* [TASK TO CARRY OUT] A verbatim repeat of the records beneath this line is needed.

* [RECORDED INFORMATION]
--- START ---

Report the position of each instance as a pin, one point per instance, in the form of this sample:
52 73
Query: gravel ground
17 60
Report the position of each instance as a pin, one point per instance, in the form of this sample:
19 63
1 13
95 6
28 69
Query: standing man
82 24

--- END ---

* [TASK SOLUTION]
Report the position of each instance as a pin, one point per instance, in the form of this sample:
52 73
Query: gravel ground
17 60
Report the position of each instance as a pin, one point per instance, in the form of this sample:
19 63
1 13
95 6
28 69
Query: standing man
82 24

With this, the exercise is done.